*TASK BRIEF*. The response should contain only those lines of the entries below that include the string "Keep".

(Data items)

----------

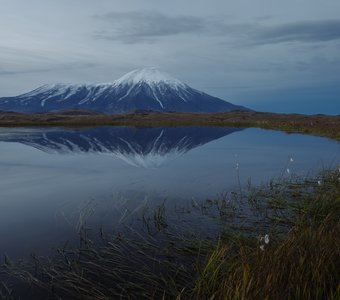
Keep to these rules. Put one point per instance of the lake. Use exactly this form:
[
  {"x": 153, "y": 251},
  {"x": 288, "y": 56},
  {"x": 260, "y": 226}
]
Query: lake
[{"x": 51, "y": 179}]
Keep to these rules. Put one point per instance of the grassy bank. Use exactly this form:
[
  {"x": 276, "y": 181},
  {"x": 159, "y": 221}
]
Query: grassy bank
[
  {"x": 321, "y": 125},
  {"x": 293, "y": 252}
]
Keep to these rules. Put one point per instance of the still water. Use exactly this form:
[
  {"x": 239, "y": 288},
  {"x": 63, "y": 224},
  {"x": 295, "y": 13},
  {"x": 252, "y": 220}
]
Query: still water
[{"x": 48, "y": 175}]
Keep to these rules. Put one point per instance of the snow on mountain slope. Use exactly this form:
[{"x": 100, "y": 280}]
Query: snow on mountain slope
[{"x": 145, "y": 89}]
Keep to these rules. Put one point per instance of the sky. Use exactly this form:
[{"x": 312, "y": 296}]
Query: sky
[{"x": 281, "y": 56}]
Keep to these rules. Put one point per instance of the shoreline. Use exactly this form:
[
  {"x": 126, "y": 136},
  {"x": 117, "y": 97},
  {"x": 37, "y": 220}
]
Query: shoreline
[{"x": 320, "y": 125}]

----------

*TASK SOLUTION*.
Keep to these rules. Put one point per instance of the lake. Use exactly this form:
Keep to these rules. Put one point per instance of the grassy bank. Use exactly this form:
Keep to these rules. Put one point per instance of the still water. Use exactly this form:
Keep to these rules. Put one point per instance of the snow on mountain slope. Use exactly this form:
Keep to these rules. Put one point per instance of the sky. Use exactly this form:
Keep to these rules. Put one point per instance of the shoreline. Use exactly this form:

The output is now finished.